Texto fornecido
↓↓↓

Friday, 26 de April de 2024 ISSN 1519-7670 - Ano 24 - nº 1285

A musa da censura e o Supremo

CASO GUGU

José Paulo Cavalcanti Filho (*)

A suspensão do programa Domingo Legal (21/9/03) foi censura ou não foi?, eis a questão. Para os leitores e espectadores que votaram na urna eletrônica do Observatório da Imprensa, não foi. Compreende-se. Mas esse "julgamento" não é necessariamente correto. E vale a pena gastar um pouco mais de tinta pensando, para usar expressão de George Steiner, na "musa da censura".

Os argumentos a favor da legalidade da suspensão do programa, em análise puramente jurídica, não têm consistência. A Lei de Imprensa, única Lei Ordinária a que se recorre para justificar a medida, nem remotamente a autoriza. Os invocados artigos 16 e 19, além de não referir o tema, ainda arbitram penas diferentes dessa pena de suspensão de programa.

↑↑↑

Tarefas a realizar
1) No texto sobre a musa da censura, quais artigos da Lei de Imprensa são invocados para justificar a suspensão do programa?
2) Prossiga com o texto sobre a musa da censura a partir do ponto em que ele termina.
Não é preciso usar o material.

Material fornecido
↓↓↓

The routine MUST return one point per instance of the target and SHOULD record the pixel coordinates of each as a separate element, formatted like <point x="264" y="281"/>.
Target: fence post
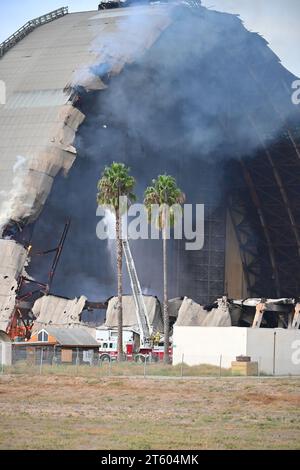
<point x="41" y="362"/>
<point x="181" y="368"/>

↑↑↑

As respostas
1) Os artigos 16 e 19.

2)
Em defesa da tese também são lembrados princípios constitucionais, especialmente os contidos no artigo 221 ? segundo os quais deve a programação "atender finalidades educativas, promoção da cultura, respeito aos valores éticos e sociais". Mas estes são só princípios, aos quais sempre se poderá opor outros princípios, garantidores da liberdade de expressão. Havendo ainda os que buscam suprir a carência de Lei Ordinária, capaz de dar concreção a ditos princípios constitucionais, admitindo serem estes princípios "auto-aplicáveis". Um argumento, tecnicamente, ainda menos sério.

À margem desse debate tem estado, até agora, o Supremo Tribunal Federal. Sem que nos tenhamos dado conta de que ele já tem, sobre o tema, posição firme. Tudo começou com exame de regra do Estatuto da Criança, de 1990. Importante por ser a única Lei Ordinária em vigor, no país, que autorizaria uma "suspensão da programação" como essa que atingiu o Domingo Legal. Única. Dispondo o Estatuto que "a autoridade judiciária pode determinar (…) a suspensão da programação da emissora por até dois dias"(art. 247, ? 2o), na proteção dos interesses da criança e do adolescente. Suspensão essa que, por interpretação extensiva, poderia também se aplicar ao caso de agora.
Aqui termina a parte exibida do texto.